# Need info on this Tommasini



## IAmCosmo (Jul 26, 2005)

I just bought this off a friend. He didn't know a lot about it (not original owner). I'm mainly wanting to know the year and model, but if anyone can offer any more info that would be greatly appreciated. I know you are supposed to research bikes before you buy them, but for $300 I couldn't pass it up. And, before anyone asks, it does indeed have some Dura-Ace parts on them (crank, brakes, hubs, front der.) and some Record parts (shifters, rear der.). No idea why though...

You can't see it too well in the pics, but along the top tube there are multi-colored people riding bikes and then a mountain range with birds flying over them.


































If you need pics of any other areas of the bike to identify it, let me know.


----------



## merckxman (Jan 23, 2002)

*I'd guess early 90s*

or 1988/1989 on the basis of the SLX tubeset. But, I lean more towards early 90s based on the paint style. SLX are great riding bikes so I hope it fits and you can enjoy it.


----------



## IAmCosmo (Jul 26, 2005)

Thanks. Yeah, it fits me pretty well. Just slightly longer than my current bike, but not much. I can live with it. Not wild about the pink, though. But it may grow on me...

Any idea what model frame it is?


----------



## merckxman (Jan 23, 2002)

*Addl Info*

I should have added that Tommasini has always made beautiful bikes. 

Some familiy members have relaunched the brand here in the USA. If you send them some better quality photographs they may be able to get an answer for you from italy. See here:http://www.ridetommasini.com/aboutus.html 
There is a CONTACT US button on the site as well.

Good luck, enjoy. 



IAmCosmo said:


> Thanks. Yeah, it fits me pretty well. Just slightly longer than my current bike, but not much. I can live with it. Not wild about the pink, though. But it may grow on me...
> 
> Any idea what model frame it is?


----------



## Unica (Sep 24, 2004)

If it's SLX tubing, it'll be a Super Prestige.

I'll lean towards early 90's, as a couple of the details are different to mine (rear break cable routing and seat stay caps).


----------



## IAmCosmo (Jul 26, 2005)

Just got an e-mail back from Tommasini USA this morning. Turns out it's a 15th Anniversary model Super Prestige.


----------



## brewster (Jun 15, 2004)

What year would that make it? About a '92 if I'm guessing right. They came out a little after I got my 91' Diamante. They also made a blue and white version for the anniversary model.
◇ ◇ ◇
» To do
1. In the Tommasini bike thread, how much did the buyer pay for the bike?
2. Say whether each statement agrees with the Tommasini bike thread, quoting the words that decide it: (a) The bike's shifters are Record parts. (b) merckxman leaned more toward 1988/1989 than the early 90s. (c) Tommasini USA identified the bike as a 15th Anniversary model Super Prestige.
3. Write out the stretch of the Tommasini bike thread from "or 1988/1989 on" through "can enjoy it.".

Stored records:
◇ ◇ ◇
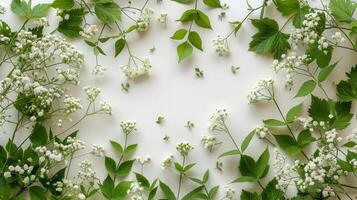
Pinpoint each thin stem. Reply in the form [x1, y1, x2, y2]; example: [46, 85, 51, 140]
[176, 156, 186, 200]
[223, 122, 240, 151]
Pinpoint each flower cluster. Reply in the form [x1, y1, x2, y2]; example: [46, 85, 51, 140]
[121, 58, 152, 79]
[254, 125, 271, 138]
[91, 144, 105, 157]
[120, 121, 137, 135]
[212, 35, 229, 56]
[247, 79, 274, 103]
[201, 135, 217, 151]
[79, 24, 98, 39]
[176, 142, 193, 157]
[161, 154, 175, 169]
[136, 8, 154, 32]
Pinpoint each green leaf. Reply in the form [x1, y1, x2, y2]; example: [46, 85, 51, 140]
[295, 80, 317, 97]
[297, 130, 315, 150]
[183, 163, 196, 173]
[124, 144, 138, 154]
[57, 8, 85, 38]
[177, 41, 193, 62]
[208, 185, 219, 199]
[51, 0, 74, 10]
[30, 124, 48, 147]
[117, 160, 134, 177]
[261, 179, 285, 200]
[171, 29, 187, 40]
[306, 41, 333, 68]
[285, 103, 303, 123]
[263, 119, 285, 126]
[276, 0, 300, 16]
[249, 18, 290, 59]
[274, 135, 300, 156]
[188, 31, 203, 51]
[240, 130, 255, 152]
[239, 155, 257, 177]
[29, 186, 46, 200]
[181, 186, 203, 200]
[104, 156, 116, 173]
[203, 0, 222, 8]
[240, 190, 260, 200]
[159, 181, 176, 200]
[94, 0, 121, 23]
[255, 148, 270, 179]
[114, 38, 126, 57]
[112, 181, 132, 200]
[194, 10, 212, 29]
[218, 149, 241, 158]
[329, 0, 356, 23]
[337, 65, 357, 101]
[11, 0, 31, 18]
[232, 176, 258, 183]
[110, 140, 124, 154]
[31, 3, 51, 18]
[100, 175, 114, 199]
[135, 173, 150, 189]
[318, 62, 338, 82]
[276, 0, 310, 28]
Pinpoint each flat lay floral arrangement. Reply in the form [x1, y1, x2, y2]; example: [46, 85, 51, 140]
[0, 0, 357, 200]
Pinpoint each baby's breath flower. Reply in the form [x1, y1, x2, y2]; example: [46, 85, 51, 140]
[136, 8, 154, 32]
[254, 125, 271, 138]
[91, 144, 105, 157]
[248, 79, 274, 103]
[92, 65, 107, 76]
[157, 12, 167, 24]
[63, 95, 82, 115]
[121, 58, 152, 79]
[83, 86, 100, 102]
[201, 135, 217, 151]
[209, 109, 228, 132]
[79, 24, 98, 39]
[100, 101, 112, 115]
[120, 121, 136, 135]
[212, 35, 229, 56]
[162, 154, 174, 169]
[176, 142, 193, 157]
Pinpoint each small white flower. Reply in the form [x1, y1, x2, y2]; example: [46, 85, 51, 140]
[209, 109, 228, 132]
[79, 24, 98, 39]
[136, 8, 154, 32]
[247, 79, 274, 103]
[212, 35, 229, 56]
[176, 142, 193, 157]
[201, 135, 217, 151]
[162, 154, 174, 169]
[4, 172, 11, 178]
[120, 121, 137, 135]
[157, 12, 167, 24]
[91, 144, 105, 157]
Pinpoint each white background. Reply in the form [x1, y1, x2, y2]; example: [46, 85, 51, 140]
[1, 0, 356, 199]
◇ ◇ ◇
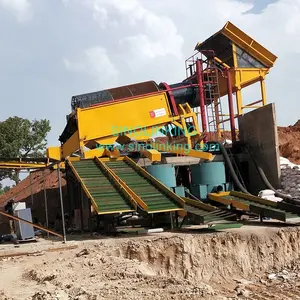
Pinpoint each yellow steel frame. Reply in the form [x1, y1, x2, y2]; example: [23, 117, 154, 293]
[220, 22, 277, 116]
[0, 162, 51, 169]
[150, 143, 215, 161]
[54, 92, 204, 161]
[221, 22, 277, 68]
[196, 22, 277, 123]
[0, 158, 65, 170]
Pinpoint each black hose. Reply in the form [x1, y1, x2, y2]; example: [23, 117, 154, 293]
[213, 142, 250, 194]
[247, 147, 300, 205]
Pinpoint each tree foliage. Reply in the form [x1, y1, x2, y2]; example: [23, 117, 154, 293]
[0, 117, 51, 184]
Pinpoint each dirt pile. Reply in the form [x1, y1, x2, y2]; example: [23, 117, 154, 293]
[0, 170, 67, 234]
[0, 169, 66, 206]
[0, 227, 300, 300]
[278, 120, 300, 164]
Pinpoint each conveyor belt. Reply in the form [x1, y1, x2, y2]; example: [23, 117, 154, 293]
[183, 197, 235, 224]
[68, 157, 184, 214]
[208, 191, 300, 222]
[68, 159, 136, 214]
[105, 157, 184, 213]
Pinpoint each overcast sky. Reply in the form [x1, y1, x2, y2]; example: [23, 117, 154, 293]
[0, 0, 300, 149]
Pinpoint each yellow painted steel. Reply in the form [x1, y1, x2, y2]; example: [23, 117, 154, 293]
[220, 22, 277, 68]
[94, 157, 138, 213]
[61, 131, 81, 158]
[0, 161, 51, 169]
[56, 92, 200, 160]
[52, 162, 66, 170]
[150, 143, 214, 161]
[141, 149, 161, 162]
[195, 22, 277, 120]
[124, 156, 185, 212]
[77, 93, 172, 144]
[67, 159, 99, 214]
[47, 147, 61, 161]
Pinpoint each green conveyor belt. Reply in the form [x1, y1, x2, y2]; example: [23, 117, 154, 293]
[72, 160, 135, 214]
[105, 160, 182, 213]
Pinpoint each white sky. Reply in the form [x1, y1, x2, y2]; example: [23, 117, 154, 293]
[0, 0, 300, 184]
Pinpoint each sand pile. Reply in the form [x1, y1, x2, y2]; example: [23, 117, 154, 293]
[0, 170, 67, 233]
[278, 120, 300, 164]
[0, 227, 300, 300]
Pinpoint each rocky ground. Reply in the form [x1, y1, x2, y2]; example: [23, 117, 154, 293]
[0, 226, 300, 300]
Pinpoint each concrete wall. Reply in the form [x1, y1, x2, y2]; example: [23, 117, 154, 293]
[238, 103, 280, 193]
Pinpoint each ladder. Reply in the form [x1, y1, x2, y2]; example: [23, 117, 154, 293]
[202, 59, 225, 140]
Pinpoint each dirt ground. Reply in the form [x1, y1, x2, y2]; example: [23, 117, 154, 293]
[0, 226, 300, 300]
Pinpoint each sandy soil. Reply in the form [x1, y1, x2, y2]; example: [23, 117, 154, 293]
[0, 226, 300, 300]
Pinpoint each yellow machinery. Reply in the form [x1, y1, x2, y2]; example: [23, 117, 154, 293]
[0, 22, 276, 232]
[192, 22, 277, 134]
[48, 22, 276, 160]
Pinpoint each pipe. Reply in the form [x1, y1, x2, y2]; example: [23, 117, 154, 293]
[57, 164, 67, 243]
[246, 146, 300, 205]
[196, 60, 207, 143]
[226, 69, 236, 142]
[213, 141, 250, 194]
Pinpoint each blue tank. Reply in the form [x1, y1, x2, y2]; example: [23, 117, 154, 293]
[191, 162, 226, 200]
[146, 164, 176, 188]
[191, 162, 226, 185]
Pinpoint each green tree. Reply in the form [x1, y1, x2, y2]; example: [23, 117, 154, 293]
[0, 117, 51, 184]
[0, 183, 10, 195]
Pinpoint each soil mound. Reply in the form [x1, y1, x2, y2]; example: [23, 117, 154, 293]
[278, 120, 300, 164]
◇ ◇ ◇
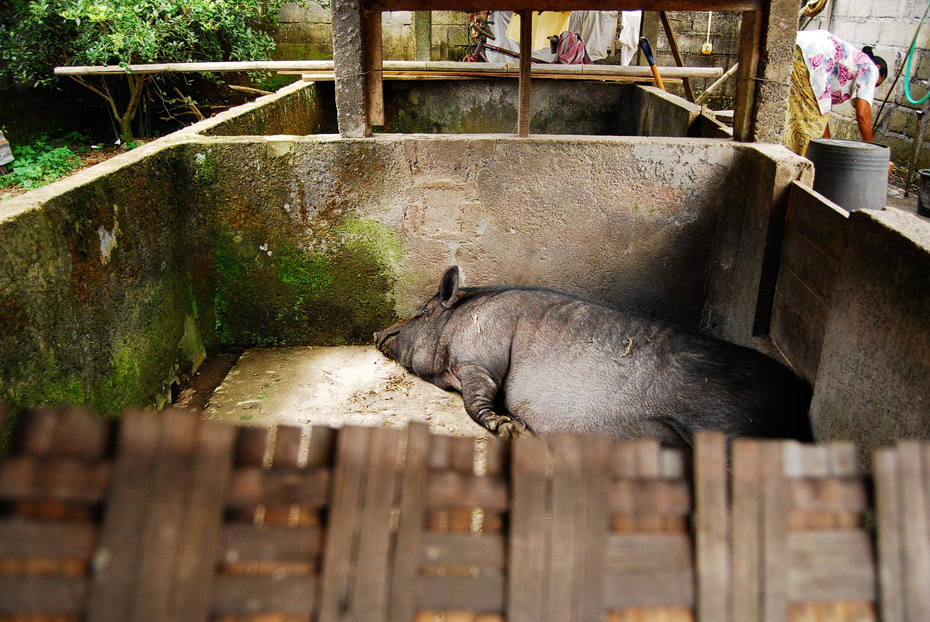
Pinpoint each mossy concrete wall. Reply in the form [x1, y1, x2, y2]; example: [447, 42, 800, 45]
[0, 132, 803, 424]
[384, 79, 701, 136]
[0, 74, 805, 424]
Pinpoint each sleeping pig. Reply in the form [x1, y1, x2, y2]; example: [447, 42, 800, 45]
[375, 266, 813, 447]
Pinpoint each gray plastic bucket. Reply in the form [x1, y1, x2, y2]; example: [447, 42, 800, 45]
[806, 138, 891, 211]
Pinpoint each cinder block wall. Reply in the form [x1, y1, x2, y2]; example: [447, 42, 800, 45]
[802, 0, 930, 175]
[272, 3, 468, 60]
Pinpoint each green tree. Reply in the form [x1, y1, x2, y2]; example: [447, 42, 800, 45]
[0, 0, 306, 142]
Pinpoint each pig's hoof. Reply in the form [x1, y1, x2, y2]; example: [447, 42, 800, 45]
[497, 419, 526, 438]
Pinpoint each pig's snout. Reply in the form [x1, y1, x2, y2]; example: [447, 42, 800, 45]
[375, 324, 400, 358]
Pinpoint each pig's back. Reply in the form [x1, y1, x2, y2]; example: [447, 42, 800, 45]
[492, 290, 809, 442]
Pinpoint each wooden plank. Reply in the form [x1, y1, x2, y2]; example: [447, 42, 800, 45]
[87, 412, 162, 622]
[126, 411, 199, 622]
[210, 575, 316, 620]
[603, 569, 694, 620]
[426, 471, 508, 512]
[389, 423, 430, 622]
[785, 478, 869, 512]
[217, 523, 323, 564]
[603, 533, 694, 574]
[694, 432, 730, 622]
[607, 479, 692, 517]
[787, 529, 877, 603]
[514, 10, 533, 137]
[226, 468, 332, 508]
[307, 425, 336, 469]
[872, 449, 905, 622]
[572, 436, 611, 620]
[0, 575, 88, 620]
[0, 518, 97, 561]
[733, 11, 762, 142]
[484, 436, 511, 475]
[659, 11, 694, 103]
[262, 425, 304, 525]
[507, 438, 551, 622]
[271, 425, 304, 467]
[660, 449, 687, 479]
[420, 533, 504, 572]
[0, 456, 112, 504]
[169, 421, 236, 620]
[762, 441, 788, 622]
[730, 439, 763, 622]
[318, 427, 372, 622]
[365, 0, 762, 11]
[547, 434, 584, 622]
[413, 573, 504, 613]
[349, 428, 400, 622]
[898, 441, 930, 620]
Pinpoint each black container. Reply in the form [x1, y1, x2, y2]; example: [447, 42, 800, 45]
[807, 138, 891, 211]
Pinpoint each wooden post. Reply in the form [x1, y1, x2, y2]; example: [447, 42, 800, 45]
◇ ◇ ◇
» Results by task
1. $300

2.
(a) Yes: "some Record parts (shifters, rear der.)"
(b) No: "But, I lean more towards early 90s based on the paint style."
(c) Yes: "Turns out it's a 15th Anniversary model Super Prestige."

3.
or 1988/1989 on the basis of the SLX tubeset. But, I lean more towards early 90s based on the paint style. SLX are great riding bikes so I hope it fits and you can enjoy it.